▸ **Problem description**
Transcribe, exactly as they appear, only the lines from the one holding "the horse's tail." through the end of the entries below.

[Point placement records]
_ _ _ _ _ _ _
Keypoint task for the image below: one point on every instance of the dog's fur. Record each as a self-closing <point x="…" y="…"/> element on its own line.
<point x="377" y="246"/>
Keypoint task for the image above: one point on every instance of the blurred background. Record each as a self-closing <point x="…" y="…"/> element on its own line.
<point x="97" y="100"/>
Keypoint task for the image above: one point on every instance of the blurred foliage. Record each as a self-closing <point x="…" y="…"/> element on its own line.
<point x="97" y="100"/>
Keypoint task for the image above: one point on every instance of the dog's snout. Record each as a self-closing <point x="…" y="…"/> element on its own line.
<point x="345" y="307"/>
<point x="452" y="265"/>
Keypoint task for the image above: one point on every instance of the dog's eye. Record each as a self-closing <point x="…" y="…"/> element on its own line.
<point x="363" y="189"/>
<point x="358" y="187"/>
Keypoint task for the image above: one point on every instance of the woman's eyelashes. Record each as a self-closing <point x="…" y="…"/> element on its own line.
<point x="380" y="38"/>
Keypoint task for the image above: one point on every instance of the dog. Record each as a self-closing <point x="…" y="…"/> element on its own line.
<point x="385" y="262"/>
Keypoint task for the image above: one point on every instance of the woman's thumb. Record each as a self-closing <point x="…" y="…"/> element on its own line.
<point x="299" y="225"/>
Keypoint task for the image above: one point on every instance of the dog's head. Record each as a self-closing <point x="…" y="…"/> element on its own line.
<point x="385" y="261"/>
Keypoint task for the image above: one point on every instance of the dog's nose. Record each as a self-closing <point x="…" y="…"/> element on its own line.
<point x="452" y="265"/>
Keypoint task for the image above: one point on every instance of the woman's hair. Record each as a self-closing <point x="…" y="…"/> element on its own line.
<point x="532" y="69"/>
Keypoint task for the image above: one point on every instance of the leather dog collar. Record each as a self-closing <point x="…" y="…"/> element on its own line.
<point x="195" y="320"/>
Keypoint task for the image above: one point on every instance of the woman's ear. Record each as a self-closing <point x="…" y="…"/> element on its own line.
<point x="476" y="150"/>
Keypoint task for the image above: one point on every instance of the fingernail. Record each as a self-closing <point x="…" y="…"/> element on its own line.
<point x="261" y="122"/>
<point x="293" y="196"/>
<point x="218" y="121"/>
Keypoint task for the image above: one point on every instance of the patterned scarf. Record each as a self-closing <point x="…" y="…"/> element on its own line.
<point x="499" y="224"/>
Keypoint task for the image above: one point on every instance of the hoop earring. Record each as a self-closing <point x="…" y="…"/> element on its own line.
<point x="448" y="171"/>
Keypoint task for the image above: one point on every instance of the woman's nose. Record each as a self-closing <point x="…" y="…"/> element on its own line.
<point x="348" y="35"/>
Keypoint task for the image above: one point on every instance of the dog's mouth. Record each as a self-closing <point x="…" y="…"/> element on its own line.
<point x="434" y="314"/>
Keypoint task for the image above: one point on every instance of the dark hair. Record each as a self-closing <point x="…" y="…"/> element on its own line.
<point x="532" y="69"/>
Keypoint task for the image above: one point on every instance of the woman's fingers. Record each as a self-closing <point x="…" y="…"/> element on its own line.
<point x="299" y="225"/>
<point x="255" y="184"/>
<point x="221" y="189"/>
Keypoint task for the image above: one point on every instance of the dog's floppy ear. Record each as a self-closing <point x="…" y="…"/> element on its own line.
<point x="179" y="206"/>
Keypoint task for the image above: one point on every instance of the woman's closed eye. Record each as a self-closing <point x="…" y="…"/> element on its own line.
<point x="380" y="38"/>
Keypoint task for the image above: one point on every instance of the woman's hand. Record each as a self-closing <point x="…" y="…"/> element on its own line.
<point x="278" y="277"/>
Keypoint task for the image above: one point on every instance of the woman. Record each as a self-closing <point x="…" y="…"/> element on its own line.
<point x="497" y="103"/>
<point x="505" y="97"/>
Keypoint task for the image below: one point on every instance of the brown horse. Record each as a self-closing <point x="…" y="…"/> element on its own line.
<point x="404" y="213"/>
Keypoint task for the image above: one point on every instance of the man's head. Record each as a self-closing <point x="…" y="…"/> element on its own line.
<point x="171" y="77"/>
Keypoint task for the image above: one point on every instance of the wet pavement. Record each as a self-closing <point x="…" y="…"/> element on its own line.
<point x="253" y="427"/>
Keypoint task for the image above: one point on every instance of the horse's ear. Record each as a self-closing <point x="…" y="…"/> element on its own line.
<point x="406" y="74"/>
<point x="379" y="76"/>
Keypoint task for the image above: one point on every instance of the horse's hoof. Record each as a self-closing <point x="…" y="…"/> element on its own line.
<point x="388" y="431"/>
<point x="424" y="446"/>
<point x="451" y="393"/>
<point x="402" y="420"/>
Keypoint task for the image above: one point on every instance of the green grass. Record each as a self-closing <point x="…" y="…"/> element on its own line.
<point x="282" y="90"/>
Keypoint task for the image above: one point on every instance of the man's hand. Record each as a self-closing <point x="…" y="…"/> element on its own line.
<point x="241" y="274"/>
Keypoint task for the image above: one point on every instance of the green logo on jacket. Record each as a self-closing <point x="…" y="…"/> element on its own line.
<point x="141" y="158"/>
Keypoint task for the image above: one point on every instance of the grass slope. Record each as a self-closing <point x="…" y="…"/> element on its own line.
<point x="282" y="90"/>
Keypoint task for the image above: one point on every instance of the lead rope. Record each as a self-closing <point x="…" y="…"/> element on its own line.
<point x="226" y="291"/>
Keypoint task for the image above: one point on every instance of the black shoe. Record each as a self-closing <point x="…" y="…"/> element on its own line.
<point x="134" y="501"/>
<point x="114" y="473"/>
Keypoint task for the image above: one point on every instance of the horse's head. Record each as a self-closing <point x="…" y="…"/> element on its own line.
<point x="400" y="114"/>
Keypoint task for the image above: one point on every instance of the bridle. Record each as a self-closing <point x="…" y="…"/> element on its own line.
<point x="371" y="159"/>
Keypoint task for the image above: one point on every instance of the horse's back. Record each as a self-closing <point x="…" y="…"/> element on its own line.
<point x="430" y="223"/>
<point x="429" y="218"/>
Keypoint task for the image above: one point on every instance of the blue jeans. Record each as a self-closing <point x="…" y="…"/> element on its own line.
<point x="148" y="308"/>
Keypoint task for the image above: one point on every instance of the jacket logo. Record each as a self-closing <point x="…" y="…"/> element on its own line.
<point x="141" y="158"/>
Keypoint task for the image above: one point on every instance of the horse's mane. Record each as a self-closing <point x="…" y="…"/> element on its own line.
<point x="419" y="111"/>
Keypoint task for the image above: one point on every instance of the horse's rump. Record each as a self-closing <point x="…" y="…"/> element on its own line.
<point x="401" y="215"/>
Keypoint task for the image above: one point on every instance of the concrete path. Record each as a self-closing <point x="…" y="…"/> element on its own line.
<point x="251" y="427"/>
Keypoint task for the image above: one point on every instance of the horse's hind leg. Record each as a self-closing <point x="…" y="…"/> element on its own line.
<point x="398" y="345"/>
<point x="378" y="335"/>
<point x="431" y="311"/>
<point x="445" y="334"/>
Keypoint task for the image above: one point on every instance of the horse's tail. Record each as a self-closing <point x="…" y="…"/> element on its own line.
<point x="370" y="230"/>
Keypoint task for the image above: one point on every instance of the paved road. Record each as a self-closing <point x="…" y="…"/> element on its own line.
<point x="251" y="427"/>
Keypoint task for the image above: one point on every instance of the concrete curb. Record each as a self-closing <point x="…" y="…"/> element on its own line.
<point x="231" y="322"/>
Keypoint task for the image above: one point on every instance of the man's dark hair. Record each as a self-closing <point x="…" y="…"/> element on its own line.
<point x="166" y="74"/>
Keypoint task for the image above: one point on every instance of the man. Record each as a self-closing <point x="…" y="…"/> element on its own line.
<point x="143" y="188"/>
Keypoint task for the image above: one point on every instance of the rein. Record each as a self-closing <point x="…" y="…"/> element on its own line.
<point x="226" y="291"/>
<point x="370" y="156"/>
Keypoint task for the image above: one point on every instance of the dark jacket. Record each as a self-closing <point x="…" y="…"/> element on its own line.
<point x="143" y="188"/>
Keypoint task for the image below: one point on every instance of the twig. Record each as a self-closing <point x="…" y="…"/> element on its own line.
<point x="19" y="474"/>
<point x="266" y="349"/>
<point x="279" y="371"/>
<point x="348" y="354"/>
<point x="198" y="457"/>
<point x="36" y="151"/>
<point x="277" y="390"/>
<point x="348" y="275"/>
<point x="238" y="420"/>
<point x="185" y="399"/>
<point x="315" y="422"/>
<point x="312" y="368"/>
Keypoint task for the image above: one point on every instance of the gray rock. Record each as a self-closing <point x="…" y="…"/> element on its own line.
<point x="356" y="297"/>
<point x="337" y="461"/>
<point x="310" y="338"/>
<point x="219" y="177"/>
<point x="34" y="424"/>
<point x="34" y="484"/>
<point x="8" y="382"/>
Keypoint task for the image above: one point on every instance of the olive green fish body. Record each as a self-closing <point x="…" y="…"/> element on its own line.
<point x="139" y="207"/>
_ _ _ _ _ _ _
▸ **Response to the task**
Keypoint task for the image above: one point on every instance of the horse's tail. Record each as a self-closing <point x="…" y="…"/> element on its own line.
<point x="370" y="230"/>
Keypoint task for the image above: one point on every instance of the paved road. Record each as a self-closing <point x="…" y="…"/> element on its own line.
<point x="251" y="427"/>
Keypoint task for the image above: one point on every instance of the concrete curb. Record each as a self-closing <point x="…" y="…"/> element on its own line.
<point x="231" y="322"/>
Keypoint task for the image above: one point on every instance of the man's dark hair. Record each as a self-closing <point x="…" y="…"/> element on its own line.
<point x="166" y="74"/>
Keypoint task for the image above: one point on every instance of the man. Record each as a self-closing <point x="…" y="…"/> element on its own line.
<point x="143" y="188"/>
Keypoint task for the image above: one point on every instance of the rein. Record each as a self-closing <point x="…" y="…"/> element on its own line.
<point x="226" y="291"/>
<point x="370" y="156"/>
Keypoint task for the image above: one point on every instance of the dark jacket. Record each as a self-closing <point x="…" y="…"/> element on its own line.
<point x="143" y="188"/>
Keypoint task for the image below: one point on every instance of the twig. Record each as a self-closing <point x="…" y="…"/> element on its own line.
<point x="19" y="474"/>
<point x="266" y="349"/>
<point x="279" y="371"/>
<point x="348" y="354"/>
<point x="198" y="457"/>
<point x="36" y="151"/>
<point x="277" y="390"/>
<point x="348" y="275"/>
<point x="238" y="420"/>
<point x="185" y="399"/>
<point x="315" y="422"/>
<point x="312" y="368"/>
Keypoint task for the image above: one point on every instance of the gray rock. Record each as a self-closing <point x="…" y="…"/> element on its own line.
<point x="356" y="297"/>
<point x="337" y="461"/>
<point x="310" y="338"/>
<point x="219" y="177"/>
<point x="34" y="424"/>
<point x="34" y="484"/>
<point x="8" y="382"/>
Keypoint task for the image above: one point on every instance of the olive green fish body. Record each as a self-closing <point x="…" y="…"/> element on its own line.
<point x="139" y="207"/>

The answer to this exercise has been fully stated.